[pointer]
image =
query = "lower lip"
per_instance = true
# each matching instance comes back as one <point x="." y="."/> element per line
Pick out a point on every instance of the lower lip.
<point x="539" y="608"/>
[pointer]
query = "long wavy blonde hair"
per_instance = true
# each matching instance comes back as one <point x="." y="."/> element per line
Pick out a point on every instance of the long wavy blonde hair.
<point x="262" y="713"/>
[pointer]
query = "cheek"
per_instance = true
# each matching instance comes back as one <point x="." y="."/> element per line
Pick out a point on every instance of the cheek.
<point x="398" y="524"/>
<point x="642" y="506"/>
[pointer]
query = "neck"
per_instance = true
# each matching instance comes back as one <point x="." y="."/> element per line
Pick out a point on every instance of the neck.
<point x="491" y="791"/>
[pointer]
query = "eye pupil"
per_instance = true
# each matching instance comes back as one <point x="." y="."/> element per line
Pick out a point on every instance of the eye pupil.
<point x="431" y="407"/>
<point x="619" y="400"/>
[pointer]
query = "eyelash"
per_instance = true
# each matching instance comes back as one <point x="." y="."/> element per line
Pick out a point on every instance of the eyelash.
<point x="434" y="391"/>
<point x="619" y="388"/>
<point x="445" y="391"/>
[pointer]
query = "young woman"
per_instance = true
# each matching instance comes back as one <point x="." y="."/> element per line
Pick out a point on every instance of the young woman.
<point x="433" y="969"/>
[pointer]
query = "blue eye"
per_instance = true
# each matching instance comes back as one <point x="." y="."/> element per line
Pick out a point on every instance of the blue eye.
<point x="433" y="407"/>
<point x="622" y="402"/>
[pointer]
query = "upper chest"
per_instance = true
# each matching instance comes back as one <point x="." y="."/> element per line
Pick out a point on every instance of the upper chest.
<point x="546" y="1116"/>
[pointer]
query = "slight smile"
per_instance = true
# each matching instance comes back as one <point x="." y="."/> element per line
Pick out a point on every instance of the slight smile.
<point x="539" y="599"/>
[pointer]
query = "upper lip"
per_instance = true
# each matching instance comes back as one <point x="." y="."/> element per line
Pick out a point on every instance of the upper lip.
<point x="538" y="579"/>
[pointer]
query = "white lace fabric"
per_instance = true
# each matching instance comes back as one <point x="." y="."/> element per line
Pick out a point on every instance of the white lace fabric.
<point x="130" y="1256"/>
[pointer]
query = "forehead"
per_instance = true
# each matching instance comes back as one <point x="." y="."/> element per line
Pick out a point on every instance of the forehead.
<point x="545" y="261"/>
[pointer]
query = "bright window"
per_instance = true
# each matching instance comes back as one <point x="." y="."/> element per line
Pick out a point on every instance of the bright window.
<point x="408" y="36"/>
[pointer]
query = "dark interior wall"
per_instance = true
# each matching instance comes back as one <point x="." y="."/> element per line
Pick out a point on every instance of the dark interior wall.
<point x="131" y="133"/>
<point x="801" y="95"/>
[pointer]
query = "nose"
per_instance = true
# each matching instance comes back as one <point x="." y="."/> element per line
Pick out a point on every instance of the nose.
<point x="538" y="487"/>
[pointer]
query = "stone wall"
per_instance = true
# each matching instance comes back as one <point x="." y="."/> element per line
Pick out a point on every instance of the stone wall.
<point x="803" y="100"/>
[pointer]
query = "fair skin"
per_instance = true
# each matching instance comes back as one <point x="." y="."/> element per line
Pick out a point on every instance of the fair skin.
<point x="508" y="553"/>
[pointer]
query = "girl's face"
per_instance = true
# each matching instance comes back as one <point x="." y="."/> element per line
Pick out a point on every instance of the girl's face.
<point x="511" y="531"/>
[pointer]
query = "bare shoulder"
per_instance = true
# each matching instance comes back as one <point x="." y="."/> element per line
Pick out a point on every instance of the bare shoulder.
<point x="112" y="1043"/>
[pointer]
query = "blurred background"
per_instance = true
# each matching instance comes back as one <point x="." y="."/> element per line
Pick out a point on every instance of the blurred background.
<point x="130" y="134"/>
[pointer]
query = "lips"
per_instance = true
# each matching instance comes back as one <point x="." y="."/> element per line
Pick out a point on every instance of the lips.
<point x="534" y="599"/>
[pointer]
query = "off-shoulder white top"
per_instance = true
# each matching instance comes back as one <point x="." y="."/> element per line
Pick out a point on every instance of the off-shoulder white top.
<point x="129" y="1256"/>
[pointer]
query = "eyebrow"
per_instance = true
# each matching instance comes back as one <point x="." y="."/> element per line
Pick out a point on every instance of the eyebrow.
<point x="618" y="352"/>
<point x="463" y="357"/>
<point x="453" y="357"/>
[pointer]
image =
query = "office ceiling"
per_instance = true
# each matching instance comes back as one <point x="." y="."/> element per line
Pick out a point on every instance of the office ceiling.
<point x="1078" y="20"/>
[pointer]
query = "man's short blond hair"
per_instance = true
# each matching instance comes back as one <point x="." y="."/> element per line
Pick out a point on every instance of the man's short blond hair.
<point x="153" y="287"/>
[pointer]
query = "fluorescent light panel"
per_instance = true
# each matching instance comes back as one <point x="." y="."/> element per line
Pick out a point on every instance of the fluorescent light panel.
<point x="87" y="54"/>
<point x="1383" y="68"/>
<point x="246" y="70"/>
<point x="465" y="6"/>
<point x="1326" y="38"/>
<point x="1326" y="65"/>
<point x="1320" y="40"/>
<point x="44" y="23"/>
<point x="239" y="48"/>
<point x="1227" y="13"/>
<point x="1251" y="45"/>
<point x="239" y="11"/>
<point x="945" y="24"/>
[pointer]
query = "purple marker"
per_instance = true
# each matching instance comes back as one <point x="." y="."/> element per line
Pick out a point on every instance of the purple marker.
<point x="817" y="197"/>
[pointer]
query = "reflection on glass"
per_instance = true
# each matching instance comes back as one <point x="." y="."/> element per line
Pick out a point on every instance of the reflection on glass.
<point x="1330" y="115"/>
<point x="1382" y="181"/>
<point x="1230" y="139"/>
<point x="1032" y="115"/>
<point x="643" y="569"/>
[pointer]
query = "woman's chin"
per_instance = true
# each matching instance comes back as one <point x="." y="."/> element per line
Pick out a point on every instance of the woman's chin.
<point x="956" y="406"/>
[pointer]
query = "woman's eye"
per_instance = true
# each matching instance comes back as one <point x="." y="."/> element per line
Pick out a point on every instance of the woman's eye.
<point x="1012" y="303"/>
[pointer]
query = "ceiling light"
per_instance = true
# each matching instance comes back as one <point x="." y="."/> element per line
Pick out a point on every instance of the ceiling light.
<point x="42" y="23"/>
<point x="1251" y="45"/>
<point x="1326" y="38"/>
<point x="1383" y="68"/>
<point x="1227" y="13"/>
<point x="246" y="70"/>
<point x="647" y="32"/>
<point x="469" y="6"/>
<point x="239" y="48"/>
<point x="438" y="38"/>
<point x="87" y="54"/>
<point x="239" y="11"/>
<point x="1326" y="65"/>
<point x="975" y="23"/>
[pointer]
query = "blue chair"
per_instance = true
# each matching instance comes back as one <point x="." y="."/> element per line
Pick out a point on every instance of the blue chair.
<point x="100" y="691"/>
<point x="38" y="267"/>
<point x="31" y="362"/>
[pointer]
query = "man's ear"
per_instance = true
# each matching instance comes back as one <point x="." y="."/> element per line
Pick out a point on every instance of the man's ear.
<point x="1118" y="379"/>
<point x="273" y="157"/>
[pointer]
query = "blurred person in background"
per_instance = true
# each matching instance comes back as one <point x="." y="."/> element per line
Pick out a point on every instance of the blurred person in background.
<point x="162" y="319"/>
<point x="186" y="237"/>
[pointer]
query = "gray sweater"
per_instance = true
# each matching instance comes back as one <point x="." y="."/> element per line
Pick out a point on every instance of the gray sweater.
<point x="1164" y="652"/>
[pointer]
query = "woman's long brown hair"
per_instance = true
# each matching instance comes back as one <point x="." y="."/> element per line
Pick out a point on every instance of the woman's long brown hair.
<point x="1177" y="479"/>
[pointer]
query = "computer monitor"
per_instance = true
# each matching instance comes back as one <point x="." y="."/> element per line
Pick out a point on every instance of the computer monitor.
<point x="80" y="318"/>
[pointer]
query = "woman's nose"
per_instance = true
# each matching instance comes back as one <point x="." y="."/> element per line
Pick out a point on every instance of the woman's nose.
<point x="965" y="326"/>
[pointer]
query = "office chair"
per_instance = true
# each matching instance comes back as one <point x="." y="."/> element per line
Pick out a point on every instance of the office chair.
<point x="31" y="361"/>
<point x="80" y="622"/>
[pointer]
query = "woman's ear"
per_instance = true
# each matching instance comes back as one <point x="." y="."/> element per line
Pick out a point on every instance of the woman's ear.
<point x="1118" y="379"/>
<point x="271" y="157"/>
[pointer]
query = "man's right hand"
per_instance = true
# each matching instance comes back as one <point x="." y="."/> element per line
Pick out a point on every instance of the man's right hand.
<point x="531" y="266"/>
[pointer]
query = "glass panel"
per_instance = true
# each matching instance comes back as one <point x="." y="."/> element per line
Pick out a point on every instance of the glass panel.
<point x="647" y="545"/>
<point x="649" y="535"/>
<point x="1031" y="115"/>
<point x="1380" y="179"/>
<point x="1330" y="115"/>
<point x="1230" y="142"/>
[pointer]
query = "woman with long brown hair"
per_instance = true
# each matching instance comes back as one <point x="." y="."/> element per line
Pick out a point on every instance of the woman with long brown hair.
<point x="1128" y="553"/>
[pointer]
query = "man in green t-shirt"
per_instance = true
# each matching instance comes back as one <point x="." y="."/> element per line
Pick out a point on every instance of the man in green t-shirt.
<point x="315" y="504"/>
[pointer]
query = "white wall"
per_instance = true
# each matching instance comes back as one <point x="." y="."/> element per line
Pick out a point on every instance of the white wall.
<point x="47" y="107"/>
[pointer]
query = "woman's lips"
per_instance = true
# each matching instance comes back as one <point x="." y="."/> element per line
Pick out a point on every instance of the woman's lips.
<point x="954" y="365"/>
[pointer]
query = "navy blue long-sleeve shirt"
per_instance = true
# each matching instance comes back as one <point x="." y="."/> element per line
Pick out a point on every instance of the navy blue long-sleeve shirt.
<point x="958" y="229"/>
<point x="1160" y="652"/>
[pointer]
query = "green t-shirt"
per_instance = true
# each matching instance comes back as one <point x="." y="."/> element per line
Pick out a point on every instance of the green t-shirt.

++++++++++++++++++++

Count the lines in the entries above that contain the word "office" and reply with only that number.

> _Finished exercise_:
4